Task prompt
Every line with the string "below" should be copied from the data.

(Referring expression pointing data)
╭──
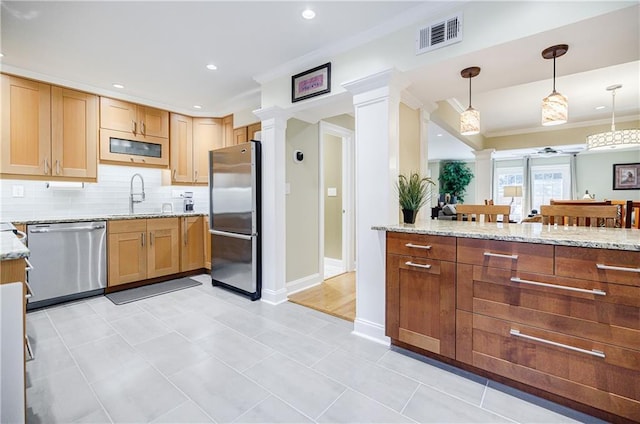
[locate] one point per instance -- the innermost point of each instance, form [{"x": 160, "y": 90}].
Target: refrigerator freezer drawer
[{"x": 232, "y": 261}]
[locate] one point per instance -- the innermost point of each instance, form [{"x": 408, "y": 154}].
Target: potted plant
[
  {"x": 413, "y": 193},
  {"x": 454, "y": 178}
]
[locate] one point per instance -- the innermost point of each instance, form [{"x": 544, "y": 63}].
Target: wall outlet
[{"x": 18, "y": 191}]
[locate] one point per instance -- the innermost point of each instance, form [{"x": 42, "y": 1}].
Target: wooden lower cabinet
[
  {"x": 192, "y": 249},
  {"x": 549, "y": 317},
  {"x": 421, "y": 302},
  {"x": 142, "y": 248}
]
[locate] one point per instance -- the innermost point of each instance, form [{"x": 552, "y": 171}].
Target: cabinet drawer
[
  {"x": 506, "y": 254},
  {"x": 608, "y": 313},
  {"x": 422, "y": 245},
  {"x": 614, "y": 266},
  {"x": 126, "y": 226},
  {"x": 596, "y": 374}
]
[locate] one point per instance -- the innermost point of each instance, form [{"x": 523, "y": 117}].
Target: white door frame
[{"x": 348, "y": 198}]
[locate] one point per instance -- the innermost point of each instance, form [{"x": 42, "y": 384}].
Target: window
[
  {"x": 549, "y": 182},
  {"x": 507, "y": 176}
]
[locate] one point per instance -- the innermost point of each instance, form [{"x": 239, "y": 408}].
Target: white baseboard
[
  {"x": 371, "y": 331},
  {"x": 304, "y": 283},
  {"x": 274, "y": 297}
]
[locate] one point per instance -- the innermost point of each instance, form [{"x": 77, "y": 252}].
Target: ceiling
[{"x": 158, "y": 50}]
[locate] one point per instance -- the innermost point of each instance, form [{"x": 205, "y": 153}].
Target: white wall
[{"x": 110, "y": 195}]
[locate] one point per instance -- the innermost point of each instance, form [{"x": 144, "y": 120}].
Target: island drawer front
[
  {"x": 126, "y": 226},
  {"x": 614, "y": 266},
  {"x": 609, "y": 383},
  {"x": 506, "y": 254},
  {"x": 422, "y": 245}
]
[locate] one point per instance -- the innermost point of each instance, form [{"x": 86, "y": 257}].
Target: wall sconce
[
  {"x": 470, "y": 118},
  {"x": 555, "y": 107}
]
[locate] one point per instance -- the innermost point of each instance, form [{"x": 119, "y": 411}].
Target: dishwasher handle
[{"x": 66, "y": 230}]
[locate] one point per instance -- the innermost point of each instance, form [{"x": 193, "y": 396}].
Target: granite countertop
[
  {"x": 11, "y": 247},
  {"x": 105, "y": 217},
  {"x": 597, "y": 237}
]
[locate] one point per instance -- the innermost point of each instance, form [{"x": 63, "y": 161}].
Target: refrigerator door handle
[{"x": 232, "y": 235}]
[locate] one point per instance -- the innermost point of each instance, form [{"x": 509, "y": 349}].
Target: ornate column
[
  {"x": 376, "y": 100},
  {"x": 274, "y": 125}
]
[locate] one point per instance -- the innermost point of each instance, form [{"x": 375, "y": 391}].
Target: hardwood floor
[{"x": 335, "y": 296}]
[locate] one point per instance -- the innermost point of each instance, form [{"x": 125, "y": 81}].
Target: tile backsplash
[{"x": 110, "y": 195}]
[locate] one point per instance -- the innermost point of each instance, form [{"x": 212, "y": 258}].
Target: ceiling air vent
[{"x": 439, "y": 34}]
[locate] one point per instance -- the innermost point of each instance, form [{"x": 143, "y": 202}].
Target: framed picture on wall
[
  {"x": 626, "y": 176},
  {"x": 311, "y": 83}
]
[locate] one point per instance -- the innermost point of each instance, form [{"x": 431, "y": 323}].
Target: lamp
[
  {"x": 613, "y": 139},
  {"x": 512, "y": 191},
  {"x": 470, "y": 118},
  {"x": 555, "y": 107}
]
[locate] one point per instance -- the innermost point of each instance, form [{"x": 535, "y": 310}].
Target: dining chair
[
  {"x": 581, "y": 215},
  {"x": 487, "y": 212}
]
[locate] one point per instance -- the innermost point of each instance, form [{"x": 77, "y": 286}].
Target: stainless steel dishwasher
[{"x": 71, "y": 261}]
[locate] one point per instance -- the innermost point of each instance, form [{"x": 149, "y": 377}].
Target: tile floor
[{"x": 204, "y": 355}]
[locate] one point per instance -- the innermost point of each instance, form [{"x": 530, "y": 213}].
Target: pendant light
[
  {"x": 470, "y": 118},
  {"x": 613, "y": 139},
  {"x": 555, "y": 107}
]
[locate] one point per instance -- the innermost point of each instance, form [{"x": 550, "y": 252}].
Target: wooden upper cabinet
[
  {"x": 26, "y": 127},
  {"x": 207, "y": 135},
  {"x": 135, "y": 119},
  {"x": 227, "y": 130},
  {"x": 181, "y": 144},
  {"x": 253, "y": 129},
  {"x": 240, "y": 135},
  {"x": 74, "y": 133}
]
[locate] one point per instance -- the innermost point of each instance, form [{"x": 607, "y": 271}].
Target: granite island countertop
[
  {"x": 595, "y": 237},
  {"x": 11, "y": 247}
]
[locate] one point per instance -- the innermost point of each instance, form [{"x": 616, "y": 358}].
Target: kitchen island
[{"x": 552, "y": 310}]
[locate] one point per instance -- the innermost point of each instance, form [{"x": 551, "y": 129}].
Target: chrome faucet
[{"x": 131, "y": 193}]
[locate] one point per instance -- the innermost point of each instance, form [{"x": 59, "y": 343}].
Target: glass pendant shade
[
  {"x": 470, "y": 122},
  {"x": 555, "y": 109}
]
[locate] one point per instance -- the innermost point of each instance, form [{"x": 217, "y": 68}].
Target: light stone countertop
[
  {"x": 11, "y": 247},
  {"x": 595, "y": 237}
]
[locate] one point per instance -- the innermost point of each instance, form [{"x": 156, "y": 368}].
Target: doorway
[{"x": 337, "y": 229}]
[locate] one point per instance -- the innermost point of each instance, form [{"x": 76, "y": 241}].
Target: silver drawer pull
[
  {"x": 499, "y": 255},
  {"x": 418, "y": 246},
  {"x": 29, "y": 267},
  {"x": 554, "y": 286},
  {"x": 29, "y": 291},
  {"x": 593, "y": 352},
  {"x": 617, "y": 268},
  {"x": 417, "y": 265}
]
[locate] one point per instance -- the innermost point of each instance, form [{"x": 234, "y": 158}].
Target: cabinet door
[
  {"x": 227, "y": 130},
  {"x": 207, "y": 135},
  {"x": 181, "y": 145},
  {"x": 74, "y": 133},
  {"x": 253, "y": 129},
  {"x": 153, "y": 122},
  {"x": 192, "y": 251},
  {"x": 26, "y": 127},
  {"x": 240, "y": 135},
  {"x": 163, "y": 249},
  {"x": 118, "y": 115},
  {"x": 421, "y": 303},
  {"x": 207, "y": 244},
  {"x": 127, "y": 257}
]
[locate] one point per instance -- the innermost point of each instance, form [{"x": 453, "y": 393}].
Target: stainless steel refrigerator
[{"x": 234, "y": 218}]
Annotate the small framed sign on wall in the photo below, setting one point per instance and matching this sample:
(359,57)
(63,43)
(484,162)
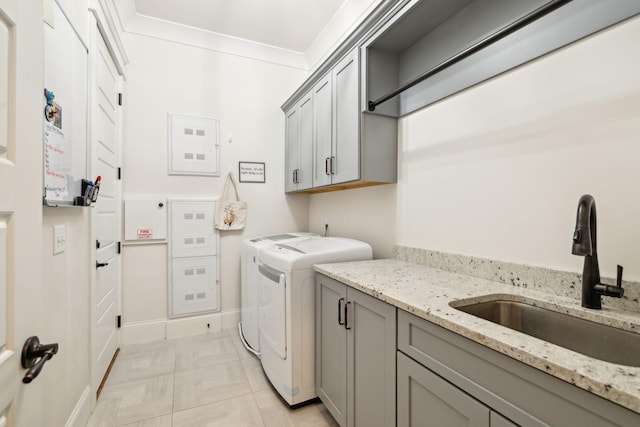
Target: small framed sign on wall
(251,172)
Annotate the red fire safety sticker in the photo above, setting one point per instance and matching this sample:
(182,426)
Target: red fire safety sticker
(145,233)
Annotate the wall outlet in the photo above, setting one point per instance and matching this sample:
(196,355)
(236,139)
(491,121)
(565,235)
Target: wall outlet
(59,238)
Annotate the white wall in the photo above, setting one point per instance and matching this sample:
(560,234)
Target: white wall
(367,214)
(496,171)
(245,96)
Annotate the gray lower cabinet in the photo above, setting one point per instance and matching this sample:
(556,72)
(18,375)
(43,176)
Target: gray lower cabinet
(355,355)
(446,368)
(425,399)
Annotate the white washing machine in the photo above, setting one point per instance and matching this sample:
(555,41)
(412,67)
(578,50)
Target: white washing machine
(287,309)
(249,276)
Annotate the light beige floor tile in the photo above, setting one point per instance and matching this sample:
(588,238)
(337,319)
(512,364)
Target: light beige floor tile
(256,376)
(134,401)
(275,413)
(243,353)
(139,365)
(202,337)
(205,352)
(145,347)
(163,421)
(239,411)
(209,385)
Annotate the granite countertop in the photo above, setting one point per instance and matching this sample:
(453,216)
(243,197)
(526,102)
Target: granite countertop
(427,292)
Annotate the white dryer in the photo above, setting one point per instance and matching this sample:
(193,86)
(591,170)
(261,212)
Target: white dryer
(287,309)
(249,276)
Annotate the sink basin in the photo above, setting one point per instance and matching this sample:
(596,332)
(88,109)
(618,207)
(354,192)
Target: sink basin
(592,339)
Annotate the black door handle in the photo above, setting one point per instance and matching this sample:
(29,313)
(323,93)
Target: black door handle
(34,356)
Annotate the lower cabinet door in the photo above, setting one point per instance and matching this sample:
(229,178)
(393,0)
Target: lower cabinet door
(331,347)
(425,399)
(371,361)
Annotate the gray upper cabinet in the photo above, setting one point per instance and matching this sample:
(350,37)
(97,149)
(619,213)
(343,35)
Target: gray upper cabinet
(345,150)
(355,355)
(350,148)
(323,97)
(299,145)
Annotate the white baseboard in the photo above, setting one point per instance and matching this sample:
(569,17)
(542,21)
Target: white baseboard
(136,333)
(157,330)
(82,411)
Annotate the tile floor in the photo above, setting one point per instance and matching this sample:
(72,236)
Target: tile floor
(207,380)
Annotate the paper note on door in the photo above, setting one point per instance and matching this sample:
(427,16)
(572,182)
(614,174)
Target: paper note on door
(145,233)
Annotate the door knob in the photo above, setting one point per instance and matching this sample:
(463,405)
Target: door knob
(34,356)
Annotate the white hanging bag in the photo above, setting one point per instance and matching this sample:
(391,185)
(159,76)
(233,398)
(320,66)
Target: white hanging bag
(231,213)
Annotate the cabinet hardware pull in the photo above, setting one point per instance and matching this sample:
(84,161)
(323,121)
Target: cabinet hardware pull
(340,321)
(346,315)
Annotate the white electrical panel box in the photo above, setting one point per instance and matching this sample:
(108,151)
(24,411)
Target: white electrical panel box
(145,219)
(193,146)
(193,285)
(192,232)
(194,274)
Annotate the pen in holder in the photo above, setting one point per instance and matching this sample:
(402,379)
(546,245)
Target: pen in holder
(85,190)
(95,188)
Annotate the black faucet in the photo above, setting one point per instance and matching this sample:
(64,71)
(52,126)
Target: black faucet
(584,244)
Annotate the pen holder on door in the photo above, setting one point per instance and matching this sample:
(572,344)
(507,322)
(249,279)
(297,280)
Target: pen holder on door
(85,191)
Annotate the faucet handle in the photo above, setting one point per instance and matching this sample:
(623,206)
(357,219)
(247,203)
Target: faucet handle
(619,277)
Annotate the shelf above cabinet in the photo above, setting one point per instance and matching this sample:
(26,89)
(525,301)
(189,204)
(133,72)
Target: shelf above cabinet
(432,49)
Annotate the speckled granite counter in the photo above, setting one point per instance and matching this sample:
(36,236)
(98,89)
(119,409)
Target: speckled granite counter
(427,293)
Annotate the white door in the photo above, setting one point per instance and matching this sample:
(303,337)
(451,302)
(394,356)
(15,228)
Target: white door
(105,113)
(21,309)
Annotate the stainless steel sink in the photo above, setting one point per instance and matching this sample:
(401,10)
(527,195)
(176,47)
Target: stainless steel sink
(583,336)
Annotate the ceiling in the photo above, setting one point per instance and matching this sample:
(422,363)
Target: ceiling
(287,24)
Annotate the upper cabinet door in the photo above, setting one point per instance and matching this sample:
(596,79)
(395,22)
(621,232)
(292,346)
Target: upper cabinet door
(291,149)
(346,118)
(322,95)
(305,143)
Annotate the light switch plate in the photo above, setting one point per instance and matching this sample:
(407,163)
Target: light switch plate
(59,238)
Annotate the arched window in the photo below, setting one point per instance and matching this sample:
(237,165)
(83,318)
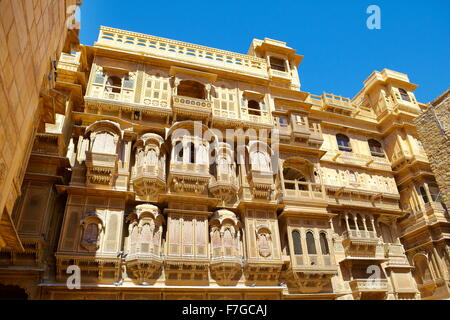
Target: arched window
(292,177)
(343,143)
(310,243)
(424,195)
(113,84)
(192,152)
(422,269)
(360,222)
(222,164)
(260,162)
(152,158)
(386,233)
(91,233)
(133,239)
(215,238)
(375,148)
(192,89)
(404,95)
(253,108)
(297,243)
(277,64)
(324,244)
(104,143)
(179,152)
(227,238)
(146,238)
(352,177)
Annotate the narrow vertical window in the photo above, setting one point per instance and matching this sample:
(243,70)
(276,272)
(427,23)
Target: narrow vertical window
(297,243)
(424,195)
(404,95)
(310,243)
(324,244)
(343,143)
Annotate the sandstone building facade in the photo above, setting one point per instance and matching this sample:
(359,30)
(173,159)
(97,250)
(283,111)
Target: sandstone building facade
(178,171)
(434,130)
(33,34)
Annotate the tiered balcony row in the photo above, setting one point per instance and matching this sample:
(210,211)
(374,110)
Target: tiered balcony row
(184,52)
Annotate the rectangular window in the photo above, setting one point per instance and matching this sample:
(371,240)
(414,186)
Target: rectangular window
(99,78)
(128,83)
(283,122)
(277,64)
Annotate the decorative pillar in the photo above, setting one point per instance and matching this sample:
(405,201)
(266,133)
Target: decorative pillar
(427,191)
(356,222)
(346,222)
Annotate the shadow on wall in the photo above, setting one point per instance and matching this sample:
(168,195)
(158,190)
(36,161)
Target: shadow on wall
(12,293)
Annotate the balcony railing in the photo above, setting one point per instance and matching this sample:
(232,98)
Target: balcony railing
(360,235)
(297,190)
(369,285)
(190,53)
(189,168)
(279,74)
(101,159)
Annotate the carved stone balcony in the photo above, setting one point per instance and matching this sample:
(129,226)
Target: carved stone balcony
(265,273)
(192,108)
(337,104)
(101,168)
(305,133)
(148,182)
(144,266)
(295,191)
(181,51)
(189,178)
(224,187)
(364,286)
(225,267)
(311,273)
(261,184)
(406,106)
(395,253)
(360,238)
(435,212)
(400,158)
(278,75)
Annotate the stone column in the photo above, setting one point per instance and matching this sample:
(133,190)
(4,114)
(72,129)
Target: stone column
(346,222)
(427,191)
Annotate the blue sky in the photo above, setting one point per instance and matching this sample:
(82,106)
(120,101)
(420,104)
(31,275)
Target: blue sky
(340,51)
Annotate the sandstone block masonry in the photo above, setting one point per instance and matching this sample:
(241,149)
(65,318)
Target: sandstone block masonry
(434,130)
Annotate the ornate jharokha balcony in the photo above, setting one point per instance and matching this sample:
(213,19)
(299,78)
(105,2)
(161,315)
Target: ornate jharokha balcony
(360,237)
(189,177)
(311,273)
(192,107)
(303,191)
(148,181)
(362,286)
(181,52)
(101,167)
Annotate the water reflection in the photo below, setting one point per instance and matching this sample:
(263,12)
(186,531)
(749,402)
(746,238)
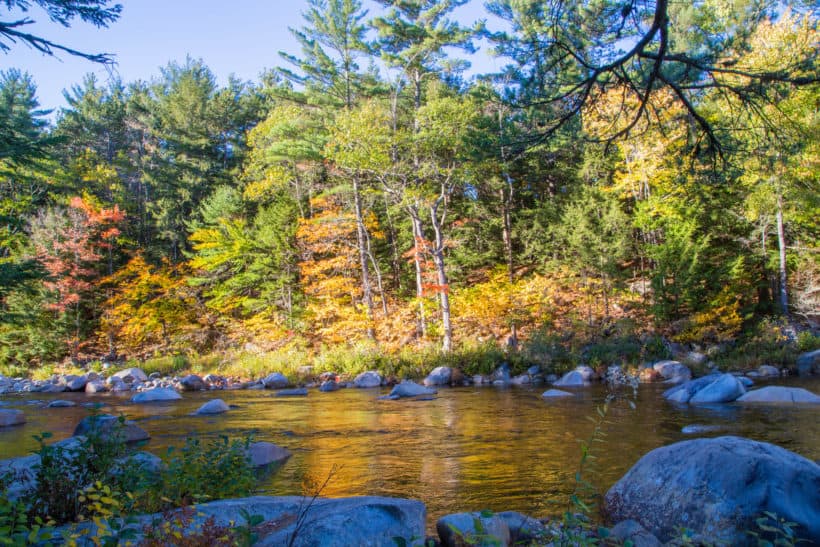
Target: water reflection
(470,448)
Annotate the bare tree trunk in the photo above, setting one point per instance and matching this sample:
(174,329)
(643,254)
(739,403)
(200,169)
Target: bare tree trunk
(781,244)
(361,240)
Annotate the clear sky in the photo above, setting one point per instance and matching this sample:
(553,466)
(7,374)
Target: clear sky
(241,37)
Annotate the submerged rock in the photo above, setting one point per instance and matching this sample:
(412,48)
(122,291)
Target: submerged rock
(779,394)
(717,488)
(480,529)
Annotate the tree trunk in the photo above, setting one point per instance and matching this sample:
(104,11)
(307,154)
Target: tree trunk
(781,244)
(361,240)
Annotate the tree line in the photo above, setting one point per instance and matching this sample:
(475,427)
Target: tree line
(634,158)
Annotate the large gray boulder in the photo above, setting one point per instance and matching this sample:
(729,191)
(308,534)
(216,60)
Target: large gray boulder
(808,363)
(440,376)
(368,379)
(779,394)
(685,391)
(11,416)
(158,394)
(214,406)
(724,389)
(410,389)
(277,380)
(480,529)
(262,453)
(673,372)
(572,378)
(717,488)
(108,425)
(131,375)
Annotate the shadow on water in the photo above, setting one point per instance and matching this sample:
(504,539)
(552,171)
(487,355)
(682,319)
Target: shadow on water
(468,449)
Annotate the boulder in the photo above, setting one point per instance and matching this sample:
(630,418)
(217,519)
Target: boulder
(685,391)
(277,380)
(524,530)
(157,394)
(633,532)
(263,453)
(440,376)
(673,372)
(808,363)
(193,382)
(410,389)
(131,375)
(480,529)
(572,378)
(293,392)
(107,425)
(60,403)
(550,393)
(214,406)
(768,371)
(95,386)
(779,394)
(75,383)
(362,521)
(368,379)
(724,389)
(717,488)
(11,416)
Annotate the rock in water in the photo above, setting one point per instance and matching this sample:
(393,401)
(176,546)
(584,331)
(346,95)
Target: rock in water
(779,394)
(725,389)
(214,406)
(157,394)
(368,379)
(717,488)
(481,529)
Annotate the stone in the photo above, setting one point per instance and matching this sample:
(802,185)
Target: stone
(368,379)
(60,403)
(480,529)
(264,453)
(11,416)
(75,383)
(551,393)
(724,389)
(779,394)
(329,385)
(685,391)
(768,371)
(214,406)
(524,530)
(95,386)
(410,389)
(440,376)
(107,424)
(366,521)
(632,531)
(673,372)
(193,382)
(572,378)
(131,375)
(808,363)
(717,488)
(157,394)
(293,392)
(276,380)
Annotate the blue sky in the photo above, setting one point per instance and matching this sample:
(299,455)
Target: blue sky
(241,37)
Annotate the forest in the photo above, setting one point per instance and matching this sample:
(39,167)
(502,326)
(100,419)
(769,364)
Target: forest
(639,172)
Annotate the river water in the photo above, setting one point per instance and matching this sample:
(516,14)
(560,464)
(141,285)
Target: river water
(468,449)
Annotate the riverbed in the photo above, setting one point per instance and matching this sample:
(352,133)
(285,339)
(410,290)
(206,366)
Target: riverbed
(467,449)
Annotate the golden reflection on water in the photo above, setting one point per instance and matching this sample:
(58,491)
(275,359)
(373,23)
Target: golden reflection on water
(469,449)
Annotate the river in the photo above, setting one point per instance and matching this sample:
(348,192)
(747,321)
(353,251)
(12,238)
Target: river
(468,449)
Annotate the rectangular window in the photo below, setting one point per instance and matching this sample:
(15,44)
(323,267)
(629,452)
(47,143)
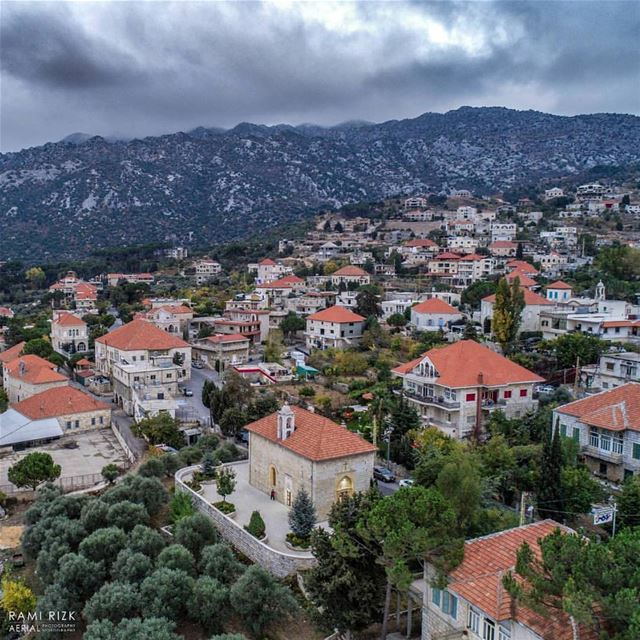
╰──
Expected answer
Annotate the small framed sign on wall in the photo below, setting one point per instance and matching this sample:
Annotate the arched window in the photo below, setting one point per instance and matching this sample:
Annotate the water reflection in the photo below, setting one point per instance and matching this sample:
Annotate the rectangular window in the photo below, setting one point per instance and matching this sample:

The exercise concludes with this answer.